A San Francisco, Tuck Pendleton (Dennis Quaid), pilote d'avion quelque peu lessivé, a signé avec un laboratoire qui cherchait un volontaire pour  une mission délirante: se faire miniaturiser avec un petit vaisseau, pour naviguer à l'intérieur d'un... Lapin. Mais lors de l'expérience, le labo est attaqué par un groupe hostile, qui cherche à voler le matériel... Le professeur responsable a juste le temps, pour éviter que Tuck ne tombe entre leurs mains, de l'injecter à l'intérieur d'un... Humain.

Ce dernier, Jack Putter (Martin Short), est un vendeur de supermarché hypochondriaque, et si effectivement il me semble qu'il n'existe pas de possibilité pour qu'un humain puisse être préparé à une telle éventualité, il faut dire que Jack est sans doute l'une des pires options pour accueillir un pionnier miniaturisé...

Dans les années 60, Richard Fleischer avait réalisé pour la Fox le célèbre Fantastic Voyage, un film de science-fiction parfaitement premier degré, un classique. Techniquement, ce nouveau film n'est en aucun cas un remake, même s'il repose sur le même principe: amener un être humain dans un simili-vaisseau spatial, dans le corps d'un autre humain, et le confronter à ce qui se passe à l'intérieur: le flot sanguin, les réactions de l'hôte et leurs conséquences corporelles... Mais cette fois, dans le cadre d'une comédie. On ne s'étonnera donc pas que derrière l'accomplissement de ce long métrage, on trouve le nom de Steven Spielberg, dont la compagnie Amblin Entertainment était déjà en 1984 derrière Gremlins, du même Joe Dante...

════

- EXERCICE -
D'après le texte présenté, expliquez pourquoi le professeur responsable injecte Tuck Pendleton à l'intérieur d'un humain.

════

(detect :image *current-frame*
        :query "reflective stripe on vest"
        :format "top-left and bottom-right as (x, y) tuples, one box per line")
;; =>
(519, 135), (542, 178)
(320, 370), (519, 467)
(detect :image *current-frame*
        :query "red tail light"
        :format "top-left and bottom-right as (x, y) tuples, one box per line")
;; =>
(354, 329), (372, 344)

════

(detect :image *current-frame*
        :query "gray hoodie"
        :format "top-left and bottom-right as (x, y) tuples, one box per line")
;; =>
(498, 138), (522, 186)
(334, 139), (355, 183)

════

- RÉPONSE COMPLÈTE -
Pendant l'expérience, un groupe hostile attaque le laboratoire pour voler le matériel. Le professeur injecte alors Tuck dans un humain afin d'éviter qu'il ne tombe entre les mains de ce groupe.